**Page text:**
■ ■ ■
That question was posed in a CNET News.com story last week, as well as in
other commentaries regarding a copyright lawsuit won by the RIAA. It's worth
revisiting why we, the Recording Industry Association of America, do what we
do and how we got to this place.
From the moment we announced in June 2003 that we would be gathering
evidence for the purpose of bringing lawsuits against end users, the program
has generated attention and debate. We welcome that national conversation.
This was never a step we wanted to take, and we recognized that it would
generate criticism in some quarters. It's tough love--for the first time,
despite years of educational efforts and the availability of plentiful legal
alternatives, we are holding people personally and financially accountable
for the theft of creative works.
But the backdrop was a community hemorrhaging jobs, careers and investment
in new music, amid a pervasive culture of looting in which there was little
understanding of the law or the negative consequences of breaking it.
What have our antipiracy efforts yielded? A legal marketplace that is far
better because of what we've done. The process of bringing lawsuits has
changed slightly since the program's inception, but one constant has been
the process of identifying people who are stealing music online.
When we target an infringer, we do not know who that person is or any
demographic information about the computer user. We know the songs that are
being illegally "shared" (with millions of anonymous people) and the time
and date of that copyright violation, nothing more. We do not have the
ability to screen defendants based on their perceived sympathy or anything
else.
No doubt, if we selectively enforced our rights against those deemed less
sympathetic, the fringe copyright critics would call us arbitrary and
capricious. We target theft. Period.
What have our antipiracy efforts yielded? A legal marketplace that is far
better because of what we've done: Digital revenues doubled as a percentage
of the market in 2006, from 8 percent in 2005 to more than 16 percent. An
illegal marketplace which, prior to the initiation of our deterrence
program, experienced exponential illicit P2P use has now mostly
stabilized--the average number of households downloading music illegally on
a monthly basis was roughly 7 million in 2003 and is now 7.8 million.
Compare that with the growth in broadband access to the Internet, which grew
from 38 million home users in 2003 to at least 80 million today.
■ ■ ■
[Records from a collection]
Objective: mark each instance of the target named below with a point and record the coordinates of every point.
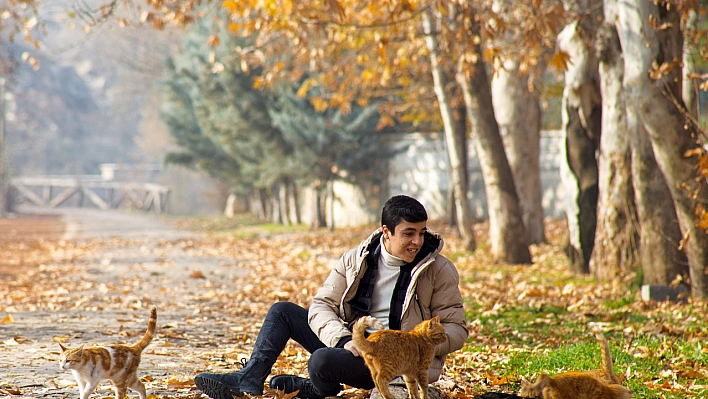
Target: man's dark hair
(402, 207)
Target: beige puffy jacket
(433, 291)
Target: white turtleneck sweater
(386, 277)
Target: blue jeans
(328, 367)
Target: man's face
(407, 241)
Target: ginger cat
(117, 363)
(390, 353)
(593, 384)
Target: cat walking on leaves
(117, 363)
(390, 353)
(592, 384)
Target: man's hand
(351, 347)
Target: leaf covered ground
(213, 287)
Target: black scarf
(361, 303)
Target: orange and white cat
(390, 353)
(117, 363)
(592, 384)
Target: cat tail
(152, 326)
(359, 333)
(607, 368)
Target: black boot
(290, 383)
(249, 380)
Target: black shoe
(249, 380)
(290, 383)
(219, 386)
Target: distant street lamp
(4, 174)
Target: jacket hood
(432, 245)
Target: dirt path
(106, 269)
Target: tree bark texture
(455, 134)
(659, 254)
(616, 245)
(656, 102)
(581, 117)
(518, 113)
(507, 234)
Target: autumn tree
(272, 139)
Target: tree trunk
(689, 87)
(230, 205)
(294, 200)
(660, 258)
(507, 234)
(284, 201)
(518, 112)
(455, 134)
(617, 235)
(657, 105)
(581, 117)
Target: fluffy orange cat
(117, 363)
(390, 353)
(593, 384)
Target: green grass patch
(240, 226)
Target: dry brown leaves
(212, 292)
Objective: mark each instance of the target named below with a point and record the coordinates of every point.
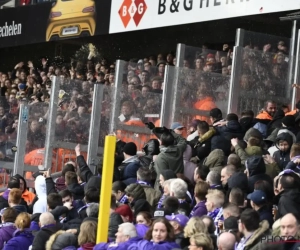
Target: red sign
(132, 9)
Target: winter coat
(6, 233)
(40, 186)
(42, 236)
(289, 202)
(117, 246)
(189, 167)
(149, 245)
(22, 240)
(128, 170)
(257, 171)
(170, 158)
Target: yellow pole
(106, 188)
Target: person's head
(209, 223)
(195, 225)
(53, 200)
(201, 189)
(178, 188)
(14, 197)
(118, 189)
(226, 241)
(161, 230)
(144, 174)
(231, 209)
(9, 215)
(92, 210)
(178, 222)
(214, 199)
(71, 178)
(249, 221)
(202, 128)
(144, 218)
(167, 139)
(125, 232)
(289, 226)
(236, 196)
(129, 150)
(213, 178)
(271, 107)
(201, 241)
(125, 212)
(88, 231)
(23, 221)
(226, 173)
(46, 219)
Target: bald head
(288, 226)
(226, 241)
(46, 219)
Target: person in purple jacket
(200, 209)
(159, 237)
(7, 227)
(125, 236)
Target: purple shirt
(199, 210)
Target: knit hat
(130, 148)
(289, 121)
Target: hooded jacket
(6, 232)
(170, 157)
(149, 245)
(40, 186)
(256, 171)
(282, 158)
(117, 246)
(22, 240)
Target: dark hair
(144, 174)
(54, 200)
(170, 231)
(167, 139)
(92, 195)
(171, 204)
(13, 182)
(237, 196)
(68, 167)
(211, 227)
(118, 185)
(250, 219)
(65, 193)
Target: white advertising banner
(130, 15)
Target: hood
(187, 153)
(284, 137)
(255, 165)
(239, 180)
(40, 185)
(214, 159)
(254, 150)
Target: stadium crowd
(210, 181)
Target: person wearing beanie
(130, 165)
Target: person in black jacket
(256, 171)
(258, 200)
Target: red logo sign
(132, 9)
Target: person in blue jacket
(125, 236)
(23, 237)
(159, 237)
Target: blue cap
(181, 219)
(258, 197)
(176, 125)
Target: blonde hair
(216, 196)
(195, 225)
(203, 240)
(22, 221)
(88, 230)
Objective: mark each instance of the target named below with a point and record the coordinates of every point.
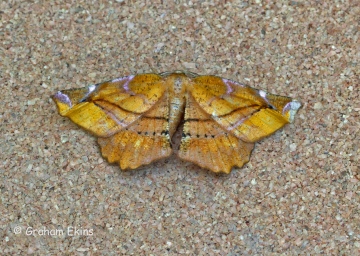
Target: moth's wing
(142, 142)
(109, 107)
(246, 113)
(129, 115)
(207, 144)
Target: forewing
(109, 107)
(244, 112)
(142, 142)
(207, 144)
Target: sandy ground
(299, 194)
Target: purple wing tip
(61, 97)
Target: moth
(135, 118)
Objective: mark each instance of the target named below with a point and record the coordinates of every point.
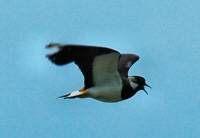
■ ■ ■
**Problems to work on:**
1) Reproduce the RIAA commentary word for word, starting at "This was never" and ending at "of breaking it.".
2) In the RIAA commentary, when did the RIAA announce that it would gather evidence to sue end users?
3) Write what comes next in the RIAA commentary, picking up after its final sentence.
The records have nothing to do with the RIAA commentary.

**Activity answers:**
1)
This was never a step we wanted to take, and we recognized that it would
generate criticism in some quarters. It's tough love--for the first time,
despite years of educational efforts and the availability of plentiful legal
alternatives, we are holding people personally and financially accountable
for the theft of creative works.
But the backdrop was a community hemorrhaging jobs, careers and investment
in new music, amid a pervasive culture of looting in which there was little
understanding of the law or the negative consequences of breaking it.

2) June 2003

3)
Can there be any doubt that a whole lot more of those broadband subscribers
would be illegally downloading but for the lawsuits? Surveys confirm that
fact: People who have stopped illegal downloading cite the fear of being
sued as the first or second reason for changing their behavior. And, lastly,
there is a fundamentally different understanding of what you can and can't
do on the Internet--37 percent of those surveyed in 2003 thought it was
illegal to distribute music for free over the Internet; now that number has
grown to 73 percent.
Think about it. What would the online music world look like had we done
nothing? It's not a pretty picture: skyrocketing illegal peer-to-peer
downloading without even a second thought about its legality or morality,
and a small handful of legitimate businesses struggling to gain traction in
a marketplace overwhelmingly dominated by piracy.
Four years into this program, the first trial of our end-user lawsuits
finally happened. The fact that it took so long speaks to the clarity of the
law and the clarity of the courts' various rulings on our legal program.
Even the Supreme Court called illegal downloading "garden-variety theft."
Some defense lawyers, with an ax to grind and an agenda to advance, have
posited a variety of bizarre legal theories about our cases. Yes, there have
been a handful of procedural motions where the courts have asked us to
proceed in a different manner.
But the underlying facts and the overwhelming court affirmations are
irrefutable. The legal process we follow has been consistently upheld. And
creative counterclaims on such theories as invasion of privacy, trespass and
intentional infliction of emotional distress have been regularly dismissed
by courts as improper.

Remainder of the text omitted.